EXERCISE: Your task is to transcribe the data in full.

THE RECORDS:
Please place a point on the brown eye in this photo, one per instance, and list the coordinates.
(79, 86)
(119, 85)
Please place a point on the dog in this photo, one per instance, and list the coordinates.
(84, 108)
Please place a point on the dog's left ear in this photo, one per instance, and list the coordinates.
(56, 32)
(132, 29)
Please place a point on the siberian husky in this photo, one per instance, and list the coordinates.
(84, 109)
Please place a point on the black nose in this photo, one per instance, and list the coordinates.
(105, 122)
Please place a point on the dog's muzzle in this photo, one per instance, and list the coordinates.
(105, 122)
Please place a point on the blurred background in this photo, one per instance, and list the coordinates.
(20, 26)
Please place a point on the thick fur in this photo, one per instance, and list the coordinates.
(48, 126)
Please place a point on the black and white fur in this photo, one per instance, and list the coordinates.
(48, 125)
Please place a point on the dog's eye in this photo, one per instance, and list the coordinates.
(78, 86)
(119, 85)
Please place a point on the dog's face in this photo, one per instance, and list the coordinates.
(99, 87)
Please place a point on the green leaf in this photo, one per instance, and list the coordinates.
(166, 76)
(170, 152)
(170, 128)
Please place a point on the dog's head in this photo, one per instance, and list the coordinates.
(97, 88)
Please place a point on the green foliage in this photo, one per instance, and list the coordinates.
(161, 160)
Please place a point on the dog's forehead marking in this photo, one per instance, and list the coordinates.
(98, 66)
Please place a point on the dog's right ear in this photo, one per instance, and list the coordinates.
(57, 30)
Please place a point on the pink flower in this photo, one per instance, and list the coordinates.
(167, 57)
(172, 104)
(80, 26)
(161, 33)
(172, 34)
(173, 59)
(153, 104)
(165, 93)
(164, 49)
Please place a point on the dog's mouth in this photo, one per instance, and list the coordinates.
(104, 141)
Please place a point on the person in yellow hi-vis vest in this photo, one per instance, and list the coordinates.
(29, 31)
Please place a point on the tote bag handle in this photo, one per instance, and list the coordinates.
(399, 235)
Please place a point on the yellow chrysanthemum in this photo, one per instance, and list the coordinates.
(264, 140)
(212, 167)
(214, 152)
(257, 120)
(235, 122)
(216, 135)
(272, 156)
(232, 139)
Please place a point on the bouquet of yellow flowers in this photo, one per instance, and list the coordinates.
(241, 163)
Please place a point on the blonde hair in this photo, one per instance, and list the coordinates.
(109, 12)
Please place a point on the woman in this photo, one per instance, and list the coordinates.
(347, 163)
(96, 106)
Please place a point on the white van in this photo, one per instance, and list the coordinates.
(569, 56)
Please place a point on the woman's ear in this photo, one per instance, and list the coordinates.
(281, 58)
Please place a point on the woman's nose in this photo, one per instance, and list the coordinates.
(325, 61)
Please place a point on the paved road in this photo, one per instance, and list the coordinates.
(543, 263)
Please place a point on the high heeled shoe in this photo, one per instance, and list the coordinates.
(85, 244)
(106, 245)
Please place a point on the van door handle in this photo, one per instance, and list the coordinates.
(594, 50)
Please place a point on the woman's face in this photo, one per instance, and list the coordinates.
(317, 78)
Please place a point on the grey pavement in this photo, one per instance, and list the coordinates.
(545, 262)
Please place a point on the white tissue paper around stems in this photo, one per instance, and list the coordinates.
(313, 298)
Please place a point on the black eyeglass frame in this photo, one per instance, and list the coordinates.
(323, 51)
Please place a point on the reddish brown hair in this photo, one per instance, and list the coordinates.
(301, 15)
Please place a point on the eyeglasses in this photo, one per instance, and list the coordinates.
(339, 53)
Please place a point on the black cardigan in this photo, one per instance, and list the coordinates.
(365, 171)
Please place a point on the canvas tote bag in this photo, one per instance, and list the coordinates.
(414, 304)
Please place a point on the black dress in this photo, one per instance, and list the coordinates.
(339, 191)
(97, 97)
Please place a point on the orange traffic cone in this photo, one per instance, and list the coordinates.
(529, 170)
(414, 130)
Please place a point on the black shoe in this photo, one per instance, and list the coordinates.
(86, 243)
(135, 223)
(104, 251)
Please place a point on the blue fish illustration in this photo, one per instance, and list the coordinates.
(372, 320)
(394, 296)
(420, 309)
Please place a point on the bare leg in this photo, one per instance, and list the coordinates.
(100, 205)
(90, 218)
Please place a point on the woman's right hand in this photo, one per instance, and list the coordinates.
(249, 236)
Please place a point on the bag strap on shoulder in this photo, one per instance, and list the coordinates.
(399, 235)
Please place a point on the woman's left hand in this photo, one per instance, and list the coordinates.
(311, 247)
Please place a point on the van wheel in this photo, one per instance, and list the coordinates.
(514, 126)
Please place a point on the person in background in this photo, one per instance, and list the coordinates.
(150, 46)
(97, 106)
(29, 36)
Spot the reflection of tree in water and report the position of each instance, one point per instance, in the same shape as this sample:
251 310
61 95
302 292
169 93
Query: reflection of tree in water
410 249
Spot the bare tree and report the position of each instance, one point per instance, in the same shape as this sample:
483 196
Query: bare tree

SOLUTION TO THIS TASK:
Please place a point on the brown eye in this photo, one per instance, and list the coordinates.
(79, 86)
(119, 85)
Please place a point on the dog in this photo, one per instance, and list the coordinates.
(84, 108)
Please place a point on the dog's left ear in this photo, one per instance, and list the coordinates.
(56, 32)
(132, 29)
Please place a point on the siberian husky in this photo, one per instance, and list the coordinates.
(84, 109)
Please place a point on the black nose in this photo, one per instance, and list the coordinates.
(105, 122)
Please place a point on the dog's muzzle in this photo, one per instance, and list the coordinates.
(105, 122)
Please place a point on the blurred background in this photo, one per instance, and list the coordinates.
(20, 26)
Please place a point on the thick fur in this photo, one per instance, and list the coordinates.
(48, 126)
Please place a point on the black and white fur in this photo, one per instance, and list the coordinates.
(48, 125)
Please place a point on the dog's eye in this photo, one per instance, and list the coordinates.
(78, 86)
(119, 85)
Please place a point on the dog's face in this photo, one per instance, and list the coordinates.
(99, 87)
Please place a point on the green leaf in this photo, one per instance, and list the coordinates.
(166, 76)
(170, 152)
(170, 128)
Please place a point on the dog's head in this photo, one per instance, and list the coordinates.
(97, 88)
Please place a point on the green foliage in this photo, one per instance, and list the coordinates.
(161, 160)
Please place a point on the dog's forehead marking in this photo, one per instance, and list the coordinates.
(98, 66)
Please place a point on the dog's right ear in this photo, one per instance, and list the coordinates.
(57, 30)
Please place a point on the pink flower in this photo, one per instance, and list the coordinates.
(167, 57)
(172, 104)
(80, 26)
(161, 33)
(172, 34)
(173, 59)
(153, 104)
(165, 93)
(164, 49)
Please place a point on the dog's mouth in this photo, one per instance, and list the coordinates.
(104, 141)
Please place a point on the person in yellow hi-vis vest in this photo, one per instance, and list the coordinates.
(29, 31)
Please place a point on the tote bag handle in this photo, one per instance, and list the coordinates.
(399, 235)
Please place a point on the yellow chrysanthemum in this photo, one per instance, and list the coordinates.
(264, 140)
(212, 167)
(214, 152)
(257, 120)
(235, 122)
(216, 135)
(272, 156)
(232, 139)
Please place a point on the bouquet of yellow flowers in this photo, one per instance, and list the coordinates.
(241, 163)
Please place a point on the blonde hair in this photo, one per instance, and list the coordinates.
(109, 12)
Please place a point on the woman in this photo, one per instance, and list the coordinates.
(347, 163)
(96, 106)
Please place a point on the white van in this photo, one per instance, and list the coordinates.
(569, 56)
Please place a point on the woman's ear in this photo, one per instance, and list the coordinates.
(281, 58)
Please place a point on the woman's nose in this photo, one per instance, and list the coordinates.
(325, 61)
Please place a point on the paved road in this photo, one per instance, and list the coordinates.
(543, 263)
Please place a point on the high heeled shoe in this photo, one per instance, and list the coordinates.
(85, 244)
(106, 245)
Please place a point on the van door handle in this photo, one per instance, and list the coordinates.
(594, 50)
Please place a point on the woman's face in this photo, one per instance, and list the coordinates.
(317, 78)
Please place a point on the grey pavement in this photo, one per instance, and list the coordinates.
(545, 262)
Please place a point on the white tissue paper around stems in this photo, one per instance, and list the coordinates.
(313, 298)
Please place a point on the black eyeglass frame in this photo, one per instance, and list the coordinates.
(323, 51)
Please place a point on the reddish brown hair in this photo, one per instance, and list the coordinates.
(301, 15)
Please place a point on the eyeglasses in this photo, one per instance, and list the coordinates.
(339, 53)
Please place a point on the black cardigan in this photo, one per instance, and list the coordinates.
(365, 171)
Please place a point on the canvas tote bag in this photo, one per instance, and list the coordinates.
(414, 304)
Please place a point on the black dress in this photo, one per instance, and list the coordinates.
(339, 191)
(97, 97)
Please place a point on the orange traffic cone in this photo, one per instance, and list the coordinates.
(529, 170)
(414, 130)
Please place a point on the black shoe in this photo, one per instance, and list the coordinates.
(86, 243)
(135, 223)
(104, 251)
Please place a point on the blue fish illustration in this photo, one per instance, and list the coordinates.
(372, 320)
(394, 296)
(420, 309)
Please place a point on the bare leg in this photo, one per instance, and list the coordinates.
(100, 205)
(90, 218)
Please place a point on the woman's right hand in this photo, one per instance, and list the coordinates.
(249, 236)
Please place a point on the bag strap on shoulder in this photo, one per instance, and list the coordinates.
(399, 235)
Please place a point on the woman's left hand in this photo, one per instance, and list the coordinates.
(311, 247)
Please place a point on the van wheel in this photo, one per instance, and list the coordinates.
(514, 126)
Please place a point on the person in background in this photo, one per instance, and list the coordinates.
(150, 46)
(97, 106)
(29, 36)
Spot the reflection of tree in water and report the position of each instance, one point per instance, in the same shape as this sample:
251 310
61 95
302 292
169 93
Query: reflection of tree in water
410 249
Spot the bare tree and report the position of each instance, one point per instance, in the same shape as this sample:
483 196
Query: bare tree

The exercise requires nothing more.